## begin Material to process

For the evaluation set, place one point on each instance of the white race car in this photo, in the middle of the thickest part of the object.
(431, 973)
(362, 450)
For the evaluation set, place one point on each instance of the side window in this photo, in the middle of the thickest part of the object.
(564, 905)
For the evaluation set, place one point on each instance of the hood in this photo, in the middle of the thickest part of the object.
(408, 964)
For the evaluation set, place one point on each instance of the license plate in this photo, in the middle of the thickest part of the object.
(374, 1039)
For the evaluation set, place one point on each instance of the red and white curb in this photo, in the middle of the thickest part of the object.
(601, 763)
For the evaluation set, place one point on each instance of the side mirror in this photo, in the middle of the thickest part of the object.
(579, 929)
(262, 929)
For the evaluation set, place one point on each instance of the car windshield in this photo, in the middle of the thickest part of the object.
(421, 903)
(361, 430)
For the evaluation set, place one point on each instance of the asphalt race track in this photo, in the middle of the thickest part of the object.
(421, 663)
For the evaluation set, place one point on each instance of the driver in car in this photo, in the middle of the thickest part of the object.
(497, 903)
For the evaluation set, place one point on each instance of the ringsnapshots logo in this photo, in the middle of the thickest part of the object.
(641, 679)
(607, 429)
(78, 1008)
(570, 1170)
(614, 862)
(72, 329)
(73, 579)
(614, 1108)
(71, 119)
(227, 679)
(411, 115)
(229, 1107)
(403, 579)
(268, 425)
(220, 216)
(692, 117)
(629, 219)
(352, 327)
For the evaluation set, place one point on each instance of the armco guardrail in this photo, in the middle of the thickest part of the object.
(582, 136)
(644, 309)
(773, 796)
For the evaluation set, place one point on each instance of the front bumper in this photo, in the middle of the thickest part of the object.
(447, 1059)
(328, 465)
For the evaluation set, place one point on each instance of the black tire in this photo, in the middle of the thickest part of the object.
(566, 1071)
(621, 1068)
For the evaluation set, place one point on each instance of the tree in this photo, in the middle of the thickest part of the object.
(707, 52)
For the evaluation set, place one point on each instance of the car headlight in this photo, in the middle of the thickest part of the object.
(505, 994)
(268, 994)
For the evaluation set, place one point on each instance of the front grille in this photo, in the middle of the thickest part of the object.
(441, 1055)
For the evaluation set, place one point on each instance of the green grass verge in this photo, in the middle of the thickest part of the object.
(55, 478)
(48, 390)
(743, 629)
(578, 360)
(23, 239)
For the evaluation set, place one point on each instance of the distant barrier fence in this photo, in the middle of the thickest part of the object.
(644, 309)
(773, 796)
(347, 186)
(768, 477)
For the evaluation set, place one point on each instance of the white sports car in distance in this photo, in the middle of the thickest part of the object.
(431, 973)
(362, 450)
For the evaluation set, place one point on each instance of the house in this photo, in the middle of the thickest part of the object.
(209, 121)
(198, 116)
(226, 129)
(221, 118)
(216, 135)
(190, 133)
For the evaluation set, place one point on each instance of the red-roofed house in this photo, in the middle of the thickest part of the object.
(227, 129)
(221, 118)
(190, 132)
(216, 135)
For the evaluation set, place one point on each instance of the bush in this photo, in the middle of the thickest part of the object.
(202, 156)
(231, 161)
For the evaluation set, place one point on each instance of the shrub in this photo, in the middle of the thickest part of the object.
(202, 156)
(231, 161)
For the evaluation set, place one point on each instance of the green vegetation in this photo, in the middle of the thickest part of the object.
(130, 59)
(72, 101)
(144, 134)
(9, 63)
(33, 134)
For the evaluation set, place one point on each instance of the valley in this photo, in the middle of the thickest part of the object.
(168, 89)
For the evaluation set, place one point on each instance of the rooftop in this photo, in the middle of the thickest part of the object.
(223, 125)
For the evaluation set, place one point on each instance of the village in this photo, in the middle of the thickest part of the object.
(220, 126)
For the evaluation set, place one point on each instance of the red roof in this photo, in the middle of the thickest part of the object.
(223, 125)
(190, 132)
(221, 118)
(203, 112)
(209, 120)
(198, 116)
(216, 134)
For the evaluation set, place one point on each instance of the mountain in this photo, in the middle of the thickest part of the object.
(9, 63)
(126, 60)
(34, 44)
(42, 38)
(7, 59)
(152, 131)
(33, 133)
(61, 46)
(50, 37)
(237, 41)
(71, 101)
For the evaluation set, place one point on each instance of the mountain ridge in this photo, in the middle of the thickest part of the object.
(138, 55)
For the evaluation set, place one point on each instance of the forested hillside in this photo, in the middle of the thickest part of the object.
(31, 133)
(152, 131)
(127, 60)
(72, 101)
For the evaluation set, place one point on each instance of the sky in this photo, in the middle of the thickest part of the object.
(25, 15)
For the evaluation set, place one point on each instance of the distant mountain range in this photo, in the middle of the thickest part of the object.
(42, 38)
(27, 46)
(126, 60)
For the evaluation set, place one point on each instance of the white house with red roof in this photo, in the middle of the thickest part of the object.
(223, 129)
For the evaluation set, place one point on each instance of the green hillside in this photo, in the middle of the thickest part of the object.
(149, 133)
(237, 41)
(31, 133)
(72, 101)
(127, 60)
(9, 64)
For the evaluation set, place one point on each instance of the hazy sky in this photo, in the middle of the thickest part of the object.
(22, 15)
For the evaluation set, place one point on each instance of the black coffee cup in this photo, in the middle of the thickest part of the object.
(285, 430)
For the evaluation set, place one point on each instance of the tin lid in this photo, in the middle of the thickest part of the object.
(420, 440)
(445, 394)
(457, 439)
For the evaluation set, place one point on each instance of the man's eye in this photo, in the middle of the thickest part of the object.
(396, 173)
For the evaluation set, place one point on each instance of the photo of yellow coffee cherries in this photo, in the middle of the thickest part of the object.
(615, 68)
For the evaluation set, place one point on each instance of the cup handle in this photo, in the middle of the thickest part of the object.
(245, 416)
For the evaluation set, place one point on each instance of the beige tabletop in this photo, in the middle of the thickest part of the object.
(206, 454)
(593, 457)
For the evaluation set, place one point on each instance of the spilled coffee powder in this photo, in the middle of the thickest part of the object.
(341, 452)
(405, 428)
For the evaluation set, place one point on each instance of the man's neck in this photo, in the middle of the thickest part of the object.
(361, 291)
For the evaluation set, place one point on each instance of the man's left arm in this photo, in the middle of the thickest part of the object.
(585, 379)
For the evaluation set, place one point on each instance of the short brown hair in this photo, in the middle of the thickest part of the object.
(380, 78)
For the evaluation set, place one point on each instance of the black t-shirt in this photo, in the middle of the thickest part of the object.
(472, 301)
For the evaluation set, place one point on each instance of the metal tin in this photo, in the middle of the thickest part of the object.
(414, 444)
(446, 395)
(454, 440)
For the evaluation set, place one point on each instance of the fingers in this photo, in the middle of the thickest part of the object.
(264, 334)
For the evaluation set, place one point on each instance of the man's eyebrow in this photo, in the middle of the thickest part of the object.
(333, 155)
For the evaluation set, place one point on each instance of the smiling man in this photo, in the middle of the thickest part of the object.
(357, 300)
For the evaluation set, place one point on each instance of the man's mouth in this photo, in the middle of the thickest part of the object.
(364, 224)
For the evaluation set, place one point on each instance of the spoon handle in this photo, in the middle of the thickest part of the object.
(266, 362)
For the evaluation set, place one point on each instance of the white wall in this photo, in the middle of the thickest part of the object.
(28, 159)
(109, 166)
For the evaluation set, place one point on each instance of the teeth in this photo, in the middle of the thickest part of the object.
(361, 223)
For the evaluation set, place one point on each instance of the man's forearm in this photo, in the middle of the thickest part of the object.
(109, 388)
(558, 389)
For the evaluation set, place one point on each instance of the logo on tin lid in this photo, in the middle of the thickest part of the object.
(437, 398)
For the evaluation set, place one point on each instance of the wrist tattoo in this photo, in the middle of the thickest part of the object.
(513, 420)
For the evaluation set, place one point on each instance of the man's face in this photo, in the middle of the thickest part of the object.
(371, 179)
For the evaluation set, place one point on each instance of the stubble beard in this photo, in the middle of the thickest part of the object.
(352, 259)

## end Material to process

# Written instruction
Return, word for word, every line from the line with "of the logo" to the final line of the data.

# Exercise response
For the evaluation set, place one point on each instance of the logo on tin lid in this photo, in the middle of the thickest part of the object.
(437, 398)
For the evaluation set, place one point on each instance of the wrist tattoo in this photo, in the middle of the thickest part of the object.
(513, 420)
For the evaluation set, place one point on each instance of the man's face in this photo, in the middle of the thickest part of the object.
(371, 179)
For the evaluation set, place one point on each instance of the stubble beard in this photo, in the middle of the thickest part of the object.
(352, 259)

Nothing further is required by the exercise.